## Set problem
Retype exactly the line holding "Target: green metal dome" and each line that follows, down to the last one. Exclude pictures.

[Entries from a dataset]

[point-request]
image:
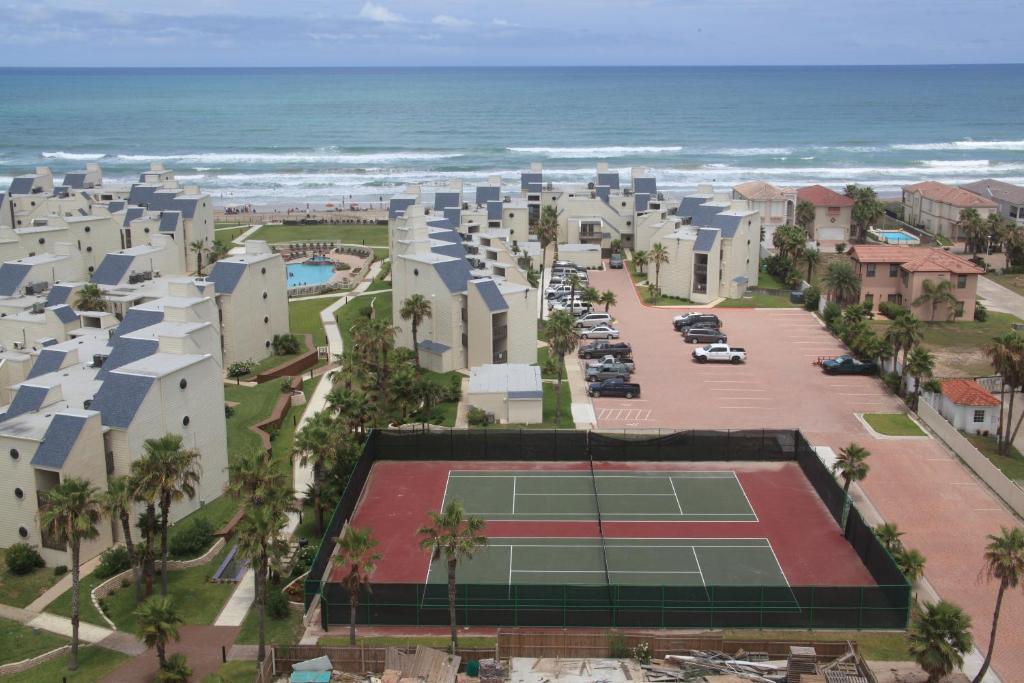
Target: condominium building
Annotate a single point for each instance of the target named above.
(898, 274)
(459, 256)
(936, 207)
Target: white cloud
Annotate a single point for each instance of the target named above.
(380, 13)
(451, 22)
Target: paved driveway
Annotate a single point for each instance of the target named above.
(916, 483)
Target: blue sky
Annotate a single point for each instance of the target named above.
(225, 33)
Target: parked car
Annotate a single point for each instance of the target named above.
(594, 318)
(704, 335)
(613, 387)
(847, 365)
(680, 323)
(600, 332)
(720, 353)
(602, 348)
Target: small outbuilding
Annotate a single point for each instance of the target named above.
(969, 407)
(512, 392)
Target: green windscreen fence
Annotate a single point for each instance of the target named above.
(885, 605)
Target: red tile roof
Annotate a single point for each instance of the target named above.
(939, 191)
(915, 259)
(968, 392)
(820, 196)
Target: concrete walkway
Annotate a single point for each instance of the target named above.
(1000, 298)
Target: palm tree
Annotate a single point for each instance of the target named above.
(70, 513)
(936, 294)
(940, 636)
(118, 502)
(198, 247)
(90, 297)
(608, 299)
(355, 551)
(455, 536)
(920, 366)
(640, 260)
(889, 536)
(841, 282)
(811, 257)
(1005, 562)
(658, 257)
(851, 465)
(158, 625)
(172, 472)
(260, 541)
(560, 334)
(417, 309)
(805, 216)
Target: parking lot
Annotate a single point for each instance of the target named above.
(778, 386)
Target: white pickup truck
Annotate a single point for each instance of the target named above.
(720, 353)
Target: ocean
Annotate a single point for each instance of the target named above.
(287, 136)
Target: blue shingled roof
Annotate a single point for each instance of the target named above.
(49, 360)
(706, 241)
(492, 296)
(58, 440)
(27, 398)
(136, 318)
(11, 276)
(57, 295)
(65, 313)
(119, 398)
(454, 273)
(113, 268)
(225, 275)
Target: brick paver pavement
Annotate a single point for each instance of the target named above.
(945, 512)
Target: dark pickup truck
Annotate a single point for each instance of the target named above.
(613, 387)
(599, 349)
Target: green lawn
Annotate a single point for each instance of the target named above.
(19, 642)
(1012, 465)
(893, 424)
(19, 591)
(233, 672)
(93, 664)
(286, 631)
(375, 236)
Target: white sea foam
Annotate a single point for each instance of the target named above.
(594, 153)
(73, 156)
(1012, 145)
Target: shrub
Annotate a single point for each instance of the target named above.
(23, 558)
(113, 561)
(190, 538)
(276, 603)
(980, 312)
(812, 297)
(477, 417)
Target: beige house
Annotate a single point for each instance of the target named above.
(833, 214)
(897, 274)
(936, 207)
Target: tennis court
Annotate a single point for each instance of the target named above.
(621, 496)
(547, 561)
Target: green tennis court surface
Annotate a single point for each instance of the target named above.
(696, 562)
(630, 496)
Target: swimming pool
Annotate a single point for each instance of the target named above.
(303, 274)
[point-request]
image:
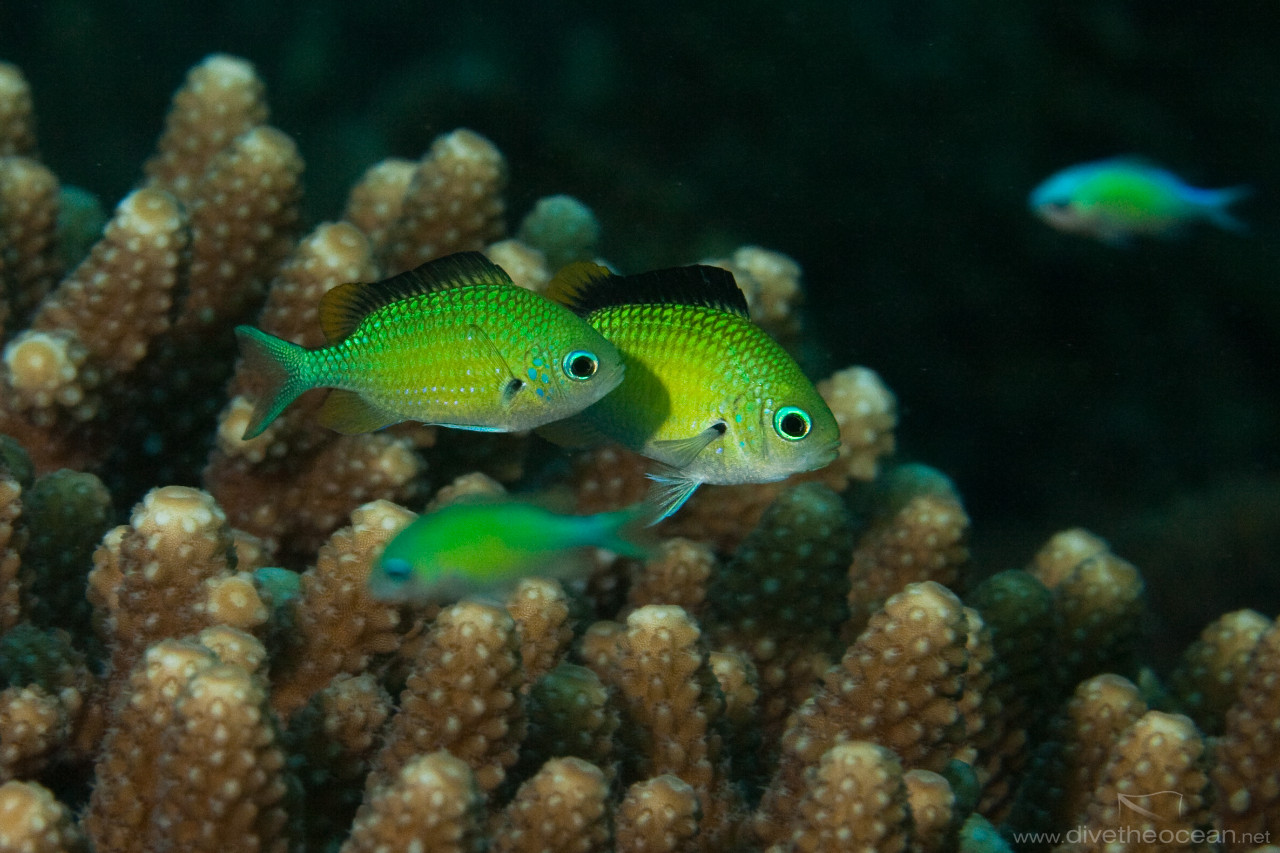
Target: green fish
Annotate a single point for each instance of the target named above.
(452, 342)
(483, 547)
(707, 392)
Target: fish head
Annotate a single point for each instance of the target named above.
(776, 436)
(1057, 203)
(562, 375)
(800, 433)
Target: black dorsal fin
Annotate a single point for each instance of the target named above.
(344, 306)
(586, 287)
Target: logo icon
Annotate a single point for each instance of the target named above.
(1148, 806)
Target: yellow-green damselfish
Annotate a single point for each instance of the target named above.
(484, 546)
(452, 342)
(707, 392)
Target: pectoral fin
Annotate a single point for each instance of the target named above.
(680, 452)
(668, 492)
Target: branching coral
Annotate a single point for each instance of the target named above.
(790, 669)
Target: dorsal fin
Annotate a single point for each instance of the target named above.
(585, 287)
(568, 284)
(344, 306)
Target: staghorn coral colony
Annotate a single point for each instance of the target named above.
(808, 665)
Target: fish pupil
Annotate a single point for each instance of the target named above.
(791, 423)
(580, 364)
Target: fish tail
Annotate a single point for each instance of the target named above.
(625, 530)
(1216, 203)
(278, 368)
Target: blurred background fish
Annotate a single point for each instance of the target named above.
(1121, 197)
(481, 547)
(452, 342)
(707, 392)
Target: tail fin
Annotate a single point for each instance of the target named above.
(1216, 203)
(625, 530)
(275, 366)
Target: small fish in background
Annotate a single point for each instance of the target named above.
(1123, 197)
(483, 547)
(707, 392)
(452, 342)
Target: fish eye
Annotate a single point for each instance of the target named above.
(791, 423)
(581, 364)
(396, 568)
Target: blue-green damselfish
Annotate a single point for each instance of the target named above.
(452, 342)
(483, 547)
(707, 392)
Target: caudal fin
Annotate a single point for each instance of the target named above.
(1216, 204)
(275, 370)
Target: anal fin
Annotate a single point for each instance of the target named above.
(348, 413)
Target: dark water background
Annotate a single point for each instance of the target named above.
(888, 147)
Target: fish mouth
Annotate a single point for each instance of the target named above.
(827, 455)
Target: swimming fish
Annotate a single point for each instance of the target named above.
(484, 546)
(707, 392)
(452, 342)
(1121, 197)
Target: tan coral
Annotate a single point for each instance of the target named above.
(919, 534)
(1212, 669)
(671, 706)
(854, 799)
(462, 697)
(220, 770)
(375, 201)
(780, 600)
(33, 725)
(897, 685)
(570, 712)
(1101, 710)
(233, 646)
(127, 774)
(48, 375)
(330, 255)
(433, 806)
(28, 232)
(771, 283)
(220, 99)
(33, 821)
(337, 625)
(935, 815)
(676, 573)
(17, 123)
(452, 204)
(1098, 598)
(540, 611)
(525, 264)
(865, 411)
(13, 538)
(149, 575)
(1153, 789)
(1247, 757)
(117, 301)
(97, 324)
(242, 218)
(560, 808)
(658, 815)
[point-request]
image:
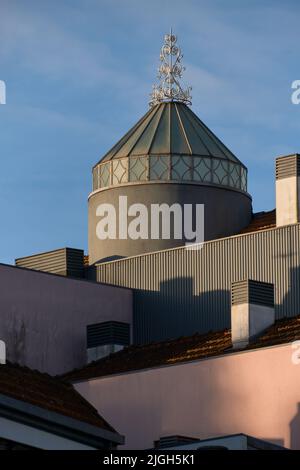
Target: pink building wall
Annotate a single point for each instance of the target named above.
(255, 392)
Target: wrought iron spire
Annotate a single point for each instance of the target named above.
(169, 73)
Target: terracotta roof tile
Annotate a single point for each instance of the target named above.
(181, 350)
(48, 392)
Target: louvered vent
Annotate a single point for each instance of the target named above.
(252, 292)
(110, 332)
(287, 166)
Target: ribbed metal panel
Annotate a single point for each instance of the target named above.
(287, 166)
(65, 261)
(180, 291)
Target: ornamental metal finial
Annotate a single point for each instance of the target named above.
(169, 72)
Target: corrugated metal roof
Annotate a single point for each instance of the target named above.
(184, 349)
(170, 128)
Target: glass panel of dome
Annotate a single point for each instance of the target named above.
(181, 168)
(120, 171)
(220, 171)
(96, 178)
(104, 175)
(234, 175)
(159, 168)
(138, 168)
(202, 169)
(243, 179)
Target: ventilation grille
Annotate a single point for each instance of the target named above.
(287, 166)
(252, 292)
(110, 332)
(170, 441)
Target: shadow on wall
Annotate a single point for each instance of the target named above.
(175, 311)
(291, 302)
(295, 430)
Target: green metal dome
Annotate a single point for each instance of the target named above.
(170, 144)
(168, 129)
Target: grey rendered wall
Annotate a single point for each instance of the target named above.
(180, 291)
(227, 211)
(43, 317)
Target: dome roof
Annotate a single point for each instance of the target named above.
(170, 128)
(170, 144)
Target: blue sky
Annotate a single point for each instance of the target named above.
(78, 75)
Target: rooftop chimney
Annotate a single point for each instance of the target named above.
(252, 310)
(106, 338)
(287, 190)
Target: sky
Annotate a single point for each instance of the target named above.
(78, 75)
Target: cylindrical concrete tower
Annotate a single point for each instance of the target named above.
(168, 157)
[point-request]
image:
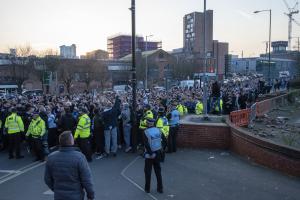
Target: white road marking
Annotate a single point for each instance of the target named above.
(49, 192)
(131, 181)
(24, 170)
(10, 171)
(25, 167)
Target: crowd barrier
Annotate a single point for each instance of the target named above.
(259, 109)
(240, 117)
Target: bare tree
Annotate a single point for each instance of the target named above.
(66, 75)
(22, 65)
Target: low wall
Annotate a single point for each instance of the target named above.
(210, 136)
(229, 137)
(264, 152)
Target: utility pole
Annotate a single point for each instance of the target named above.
(205, 65)
(270, 32)
(146, 49)
(133, 70)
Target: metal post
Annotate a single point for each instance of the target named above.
(146, 78)
(270, 30)
(205, 65)
(298, 45)
(134, 122)
(146, 49)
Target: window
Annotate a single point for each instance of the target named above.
(161, 55)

## Answer to the task
Target: green metal dome
Annotate a single point for each instance of the target named above.
(170, 144)
(168, 129)
Target: grey rendered wall
Annotate a single point for each instance of the target named above.
(180, 291)
(227, 211)
(43, 317)
Target: dome roof
Annotate a single point for each instance of the target named above.
(170, 128)
(170, 144)
Target: blue sky
Annotate a single point for each instance of the target named above.
(78, 75)
Target: rooftop chimney
Annotate a single point for each instance of the target named above.
(252, 310)
(106, 338)
(287, 190)
Target: sky
Annotate a single point for each instance of the target named above.
(78, 75)
Target: cylindrical concrete tower
Annotate a single point for each instance of the target named above.
(168, 157)
[point-request]
image:
Target: white road marking
Annotate a single point for each instance of the target named above.
(49, 192)
(131, 181)
(24, 170)
(10, 171)
(25, 167)
Target: crowd barrier
Annotate a single point for each instance of the target named above.
(259, 109)
(240, 117)
Target: bare tree
Annotate a single point for each instance of the target named above.
(66, 75)
(22, 65)
Target: low wall
Annotate a single point for each instance of the target named above.
(210, 136)
(229, 137)
(264, 152)
Target: utility pole
Annotate a single point for each instance of the target named above.
(205, 65)
(270, 32)
(146, 49)
(133, 70)
Target: metal post
Annotate a single point for each instance of the target named above.
(146, 78)
(270, 30)
(205, 65)
(298, 45)
(134, 122)
(146, 49)
Target: window
Annotate a single point for each instance of the target named above.
(161, 55)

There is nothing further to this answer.